Task objective:
Which lines in the records below contain the word "jersey"? Copy each of them in full.

Provided material:
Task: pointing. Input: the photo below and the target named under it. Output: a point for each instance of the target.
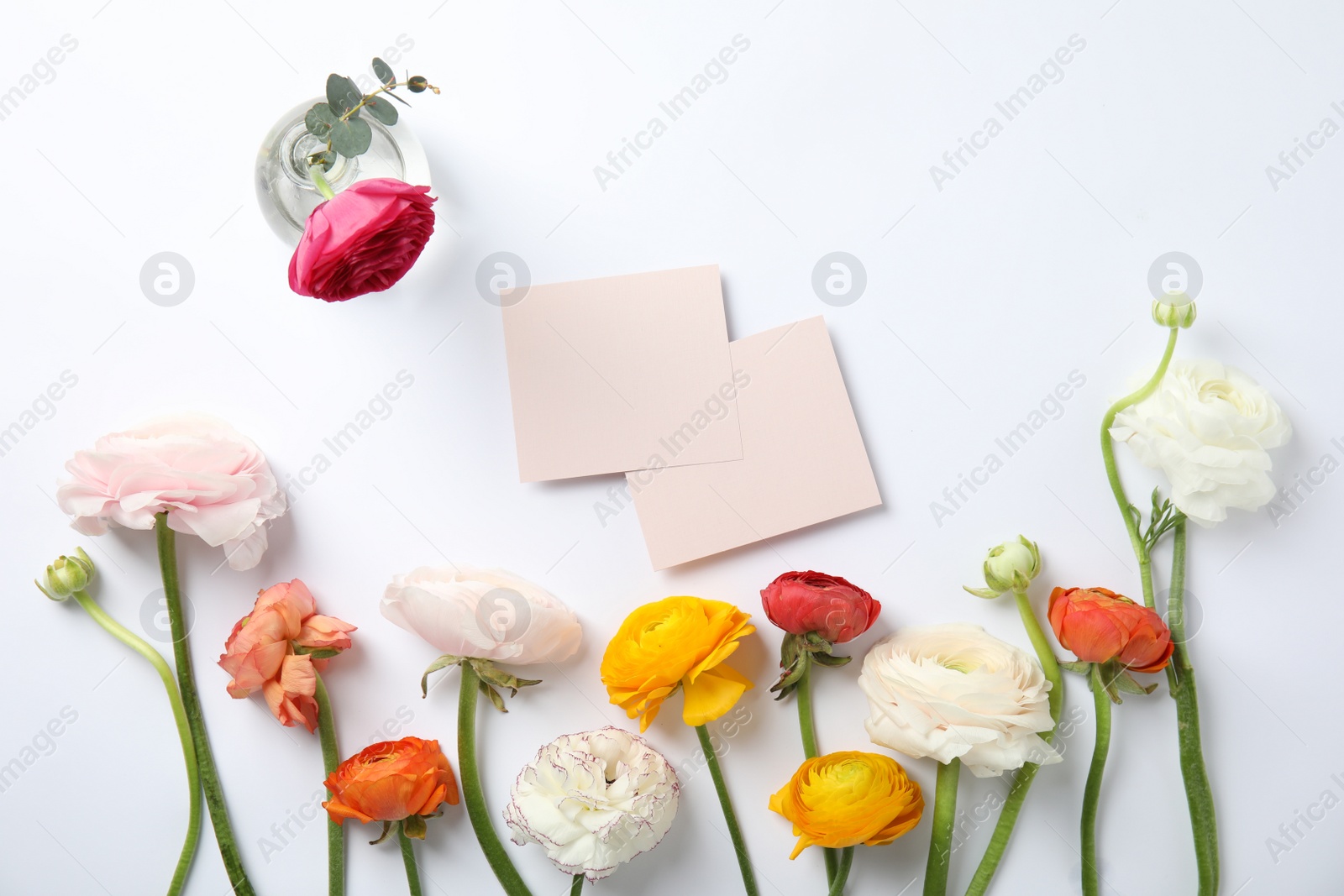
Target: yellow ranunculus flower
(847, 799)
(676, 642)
==
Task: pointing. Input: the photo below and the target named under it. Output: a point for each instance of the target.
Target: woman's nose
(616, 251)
---
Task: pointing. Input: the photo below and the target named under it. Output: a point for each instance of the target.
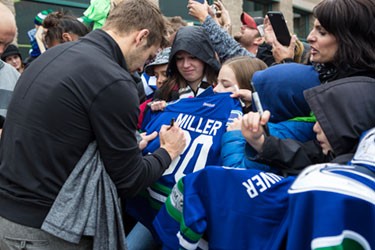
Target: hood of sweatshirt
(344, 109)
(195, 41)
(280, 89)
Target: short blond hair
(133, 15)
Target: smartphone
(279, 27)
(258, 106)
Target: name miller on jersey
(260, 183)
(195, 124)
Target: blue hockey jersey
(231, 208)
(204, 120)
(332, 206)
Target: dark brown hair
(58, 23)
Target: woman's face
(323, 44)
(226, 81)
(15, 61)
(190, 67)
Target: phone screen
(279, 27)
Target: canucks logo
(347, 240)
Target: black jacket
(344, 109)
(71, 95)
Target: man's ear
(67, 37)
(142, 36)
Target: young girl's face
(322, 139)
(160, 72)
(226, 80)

Solution:
Target: name miller on jersey
Target: blue hockey jersey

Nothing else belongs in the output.